無意識日記
宇多田光 word:i_
 



音質の話をしようとしていたんだったな。少し飛躍するか。

何度も述べてきたように、私は3DVR技術自体は好きだ。使い方がいけないと言っているに過ぎない。

3DVRは「あたかもそこに誰かが居るかのように」から更に「あたかもそこに自分が居るかのように」に飛躍して初めて本領を発揮した、と言うべきだと思う。今後あのクソダサい眼鏡もコンタクトレンズのサイズにまでなる事が期待される。そういうのは時間の問題だろう。後は、何が身体感覚に影響するか、だ。

聴覚の話をすれば、ステレオのイヤホン&ヘッドホンの発明というのは、身体感覚的に革命だったように思う。だって、頭の中で音楽が鳴るんだぜ? ウォークマンがその状態を「いつでもどこでも」可能にした。聴覚上の体験としては、非常にドラスティックに新しかった筈だ。

宇多田ヒカルを3DVRに引き込むんだったら、聴覚でそれくらいドラスティックな新しさを持ち込んで貰わないと"割に合わない"。蝋人形になって本人が「やだーっ!」と可愛く叫ぶだけだったらそんな仕掛け必要ない。

しかし、問題は、当然の事ながら、「聴覚上新しい事って具体的に何?」という点、だわな。勿論私は思いつかない。

そもそも、歌を歌う人だ。我々にとって最も嬉しいシチュエーションは、目の前で、真正面で、生で歌ってくれる事だ。宇多田ヒカルは1人しか居ない。デュオでもトリオでもコーラス隊でもない。たったひとつの声帯が震えて声を出す。それを我々の耳が生々しく捉えられればいいのだ。

となると私達にとって最も有り難いシステムは「最高音質のモノラル・スピーカー」だろうな。3DVR云々ではない。宇多田ヒカルの声帯と同じ震え方をするモノラル・スピーカーが目の前にあれば、これに勝る(本人の)代替物は他にない。たった一人の歌手が相手の場合、それに尽きる。

バイノーラル録音も人気だが、それも究極的には要らない。ヒカルが自分の周りをぐるぐる周りながら歌ってくれたり、耳元で囁いたりしてくれたら…考えるだけで顔面が人類史上最低レベルにだらしなくなるが、歌を歌って貰うのに別に動き回る必要もない。それに現実的な話として、そんな事をするリソースがあるんならモノラルスピーカーの音質が上がる方が多分ずっと嬉しい。いや、多分じゃなくて"絶対"かもしれん。だってさ、『30代はほどほど。』の3DVRって2Dより画質自体は低かったでしょ。そういうこと。同じだけリソースがあるのなら、一点集中の方がクォリティーは上がる。間違いなく。

★ ★ ★ ★ ★

**取り組む課題**
1. 本文の「3DVRは「あたかもそこに誰」から「が相手の場合、それに尽きる。」までを、一字一句違えずに書き写してください。
2. 本文で、私達にとって最も有り難いシステムとされているものは何ですか。
3. 次の(a)〜(c)がそれぞれ本文の内容と合っているか、「はい」か「いいえ」で答え、判断の根拠となる本文の語句をそのまま引用してください。(a) 筆者は3DVR技術そのものを嫌っている。(b) 筆者はバイノーラル録音も究極的には要らないと考えている。(c) 『30代はほどほど。』の3DVRは2Dより画質が高かった。

**元データ**
★ ★ ★ ★ ★

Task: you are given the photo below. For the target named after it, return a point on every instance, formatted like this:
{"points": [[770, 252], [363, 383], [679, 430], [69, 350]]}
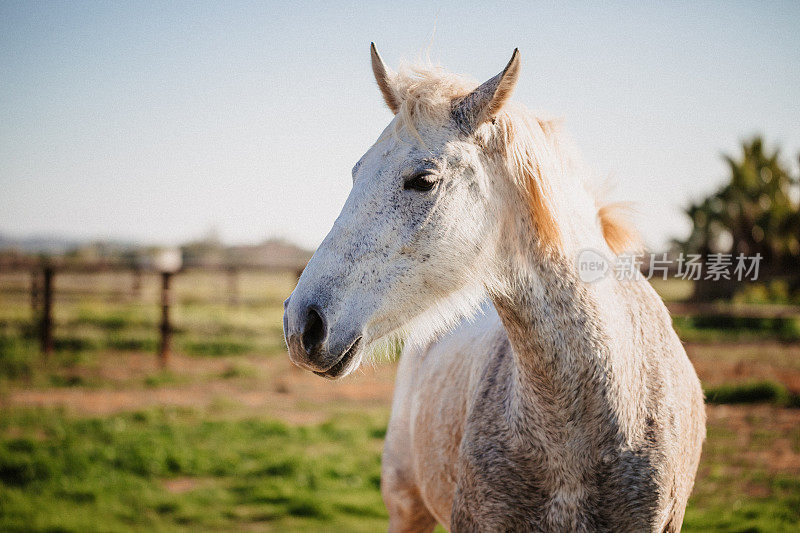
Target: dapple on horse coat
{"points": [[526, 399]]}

★ ★ ★ ★ ★

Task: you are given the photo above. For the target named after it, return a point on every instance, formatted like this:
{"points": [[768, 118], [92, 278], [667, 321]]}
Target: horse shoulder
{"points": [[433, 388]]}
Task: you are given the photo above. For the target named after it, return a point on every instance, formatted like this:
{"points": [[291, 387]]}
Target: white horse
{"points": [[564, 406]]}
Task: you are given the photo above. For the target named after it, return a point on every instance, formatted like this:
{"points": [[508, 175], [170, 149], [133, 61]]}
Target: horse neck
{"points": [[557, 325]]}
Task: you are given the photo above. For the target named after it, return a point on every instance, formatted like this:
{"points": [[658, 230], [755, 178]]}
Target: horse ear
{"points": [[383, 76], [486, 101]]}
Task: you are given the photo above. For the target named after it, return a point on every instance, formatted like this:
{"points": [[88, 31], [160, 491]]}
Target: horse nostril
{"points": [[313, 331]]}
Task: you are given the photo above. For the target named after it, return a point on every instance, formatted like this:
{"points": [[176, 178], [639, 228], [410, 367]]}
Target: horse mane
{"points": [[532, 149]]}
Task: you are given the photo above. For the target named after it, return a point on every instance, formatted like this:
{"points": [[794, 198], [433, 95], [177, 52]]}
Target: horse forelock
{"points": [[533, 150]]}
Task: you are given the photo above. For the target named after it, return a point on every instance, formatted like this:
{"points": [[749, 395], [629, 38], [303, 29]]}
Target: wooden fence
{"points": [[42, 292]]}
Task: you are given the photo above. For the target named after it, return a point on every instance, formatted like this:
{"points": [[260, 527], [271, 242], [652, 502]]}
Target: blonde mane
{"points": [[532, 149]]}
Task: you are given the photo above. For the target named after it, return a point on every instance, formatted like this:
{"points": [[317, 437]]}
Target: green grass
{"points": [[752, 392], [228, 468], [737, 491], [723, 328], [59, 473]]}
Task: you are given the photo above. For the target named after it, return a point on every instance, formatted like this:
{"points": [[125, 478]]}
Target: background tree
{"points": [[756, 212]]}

★ ★ ★ ★ ★

**解答**
1.
3DVRは「あたかもそこに誰かが居るかのように」から更に「あたかもそこに自分が居るかのように」に飛躍して初めて本領を発揮した、と言うべきだと思う。今後あのクソダサい眼鏡もコンタクトレンズのサイズにまでなる事が期待される。そういうのは時間の問題だろう。後は、何が身体感覚に影響するか、だ。

聴覚の話をすれば、ステレオのイヤホン&ヘッドホンの発明というのは、身体感覚的に革命だったように思う。だって、頭の中で音楽が鳴るんだぜ? ウォークマンがその状態を「いつでもどこでも」可能にした。聴覚上の体験としては、非常にドラスティックに新しかった筈だ。

宇多田ヒカルを3DVRに引き込むんだったら、聴覚でそれくらいドラスティックな新しさを持ち込んで貰わないと"割に合わない"。蝋人形になって本人が「やだーっ!」と可愛く叫ぶだけだったらそんな仕掛け必要ない。

しかし、問題は、当然の事ながら、「聴覚上新しい事って具体的に何?」という点、だわな。勿論私は思いつかない。

そもそも、歌を歌う人だ。我々にとって最も嬉しいシチュエーションは、目の前で、真正面で、生で歌ってくれる事だ。宇多田ヒカルは1人しか居ない。デュオでもトリオでもコーラス隊でもない。たったひとつの声帯が震えて声を出す。それを我々の耳が生々しく捉えられればいいのだ。

となると私達にとって最も有り難いシステムは「最高音質のモノラル・スピーカー」だろうな。3DVR云々ではない。宇多田ヒカルの声帯と同じ震え方をするモノラル・スピーカーが目の前にあれば、これに勝る(本人の)代替物は他にない。たった一人の歌手が相手の場合、それに尽きる。

2. 最高音質のモノラル・スピーカーです。

3.
(a) いいえ。「私は3DVR技術自体は好きだ」
(b) はい。「バイノーラル録音も人気だが、それも究極的には要らない」
(c) いいえ。「『30代はほどほど。』の3DVRって2Dより画質自体は低かったでしょ」